WRITTEN REQUEST
Return all of the rows below verbatim, keeping every line unchanged.
-- Start MATERIAL PROVIDED --
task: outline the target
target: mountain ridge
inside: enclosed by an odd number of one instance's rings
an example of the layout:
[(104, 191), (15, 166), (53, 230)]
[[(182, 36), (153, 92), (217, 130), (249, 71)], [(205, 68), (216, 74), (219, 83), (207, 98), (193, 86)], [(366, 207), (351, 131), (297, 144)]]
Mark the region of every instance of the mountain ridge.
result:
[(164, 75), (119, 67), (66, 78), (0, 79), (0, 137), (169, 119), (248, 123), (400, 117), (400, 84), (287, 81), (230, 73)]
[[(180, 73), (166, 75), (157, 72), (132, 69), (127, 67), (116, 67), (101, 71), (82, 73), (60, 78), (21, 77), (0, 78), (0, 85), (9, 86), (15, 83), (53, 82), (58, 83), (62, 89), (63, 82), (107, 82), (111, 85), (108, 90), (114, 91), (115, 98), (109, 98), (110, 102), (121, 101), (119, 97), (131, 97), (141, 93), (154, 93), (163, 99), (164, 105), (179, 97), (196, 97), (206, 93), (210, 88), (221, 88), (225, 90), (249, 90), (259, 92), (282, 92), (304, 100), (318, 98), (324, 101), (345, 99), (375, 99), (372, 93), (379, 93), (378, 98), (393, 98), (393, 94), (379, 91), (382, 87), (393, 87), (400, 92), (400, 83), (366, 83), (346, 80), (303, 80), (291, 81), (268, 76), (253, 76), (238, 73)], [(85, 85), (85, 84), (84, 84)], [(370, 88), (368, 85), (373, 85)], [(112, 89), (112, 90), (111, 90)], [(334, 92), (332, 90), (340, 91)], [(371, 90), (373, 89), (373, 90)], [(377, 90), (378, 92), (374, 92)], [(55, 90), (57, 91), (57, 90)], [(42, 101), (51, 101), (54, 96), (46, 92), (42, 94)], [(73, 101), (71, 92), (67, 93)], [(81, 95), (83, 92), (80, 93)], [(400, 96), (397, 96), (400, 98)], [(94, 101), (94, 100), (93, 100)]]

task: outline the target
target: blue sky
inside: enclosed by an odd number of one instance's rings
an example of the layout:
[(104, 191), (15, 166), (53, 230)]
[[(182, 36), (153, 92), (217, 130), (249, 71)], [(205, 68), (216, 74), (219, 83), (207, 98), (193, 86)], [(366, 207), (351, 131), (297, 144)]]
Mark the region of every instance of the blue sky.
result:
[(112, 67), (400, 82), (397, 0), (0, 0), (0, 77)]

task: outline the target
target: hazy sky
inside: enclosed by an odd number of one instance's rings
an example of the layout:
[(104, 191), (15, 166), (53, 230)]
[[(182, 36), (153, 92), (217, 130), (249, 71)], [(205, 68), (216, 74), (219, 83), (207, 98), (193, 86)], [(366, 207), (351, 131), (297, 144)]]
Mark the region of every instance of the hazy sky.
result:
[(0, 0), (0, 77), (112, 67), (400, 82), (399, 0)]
-- End MATERIAL PROVIDED --
RESULT OF THE EXERCISE
task: outline the target
target: mountain ridge
inside: enclosed by an odd number of one instance's rings
an example of the layout:
[(104, 191), (15, 166), (53, 230)]
[[(182, 36), (153, 92), (217, 130), (249, 71)], [(205, 68), (216, 74), (219, 83), (207, 98), (193, 86)], [(366, 207), (351, 131), (297, 144)]]
Mark the region of every instance of the mountain ridge.
result:
[(164, 75), (119, 67), (66, 78), (0, 79), (0, 137), (169, 119), (248, 123), (400, 117), (400, 84), (287, 81), (230, 73)]
[[(180, 73), (166, 75), (157, 72), (132, 69), (127, 67), (116, 67), (101, 71), (82, 73), (60, 78), (21, 77), (0, 78), (0, 85), (9, 86), (15, 83), (53, 82), (58, 83), (62, 89), (63, 82), (107, 82), (111, 85), (108, 90), (114, 91), (115, 98), (109, 98), (110, 102), (121, 101), (119, 97), (131, 97), (141, 93), (154, 93), (163, 99), (164, 105), (179, 97), (196, 97), (206, 93), (210, 88), (221, 88), (225, 90), (249, 90), (259, 92), (282, 92), (304, 100), (318, 98), (324, 101), (345, 99), (375, 99), (372, 93), (379, 93), (378, 98), (393, 98), (393, 94), (379, 91), (382, 87), (393, 87), (400, 92), (400, 83), (366, 83), (346, 80), (303, 80), (291, 81), (268, 76), (253, 76), (238, 73)], [(85, 85), (85, 84), (84, 84)], [(370, 88), (368, 85), (373, 85)], [(112, 89), (112, 90), (111, 90)], [(334, 92), (332, 90), (340, 91)], [(371, 90), (373, 89), (373, 90)], [(377, 90), (378, 92), (374, 92)], [(55, 90), (57, 91), (57, 90)], [(42, 101), (51, 101), (54, 96), (46, 92), (42, 94)], [(73, 101), (71, 92), (67, 93)], [(81, 95), (83, 92), (80, 93)], [(400, 96), (397, 96), (400, 98)], [(94, 101), (94, 100), (93, 100)]]

task: outline the target
target: blue sky
inside: enclosed by an odd number of one instance's rings
an example of the layout:
[(104, 191), (15, 166), (53, 230)]
[[(182, 36), (153, 92), (217, 130), (249, 71)], [(205, 68), (216, 74), (219, 83), (207, 98), (193, 86)], [(366, 207), (351, 131), (297, 144)]]
Mark the region of every instance of the blue sky.
result:
[(112, 67), (400, 82), (397, 0), (0, 0), (0, 77)]

task: outline the target
target: hazy sky
inside: enclosed by an odd number of one instance's rings
an example of the layout:
[(104, 191), (15, 166), (53, 230)]
[[(182, 36), (153, 92), (217, 130), (249, 71)], [(205, 68), (216, 74), (219, 83), (207, 98), (193, 86)], [(366, 207), (351, 131), (297, 144)]]
Mark the region of every instance of the hazy sky.
result:
[(0, 0), (0, 77), (112, 67), (400, 82), (399, 0)]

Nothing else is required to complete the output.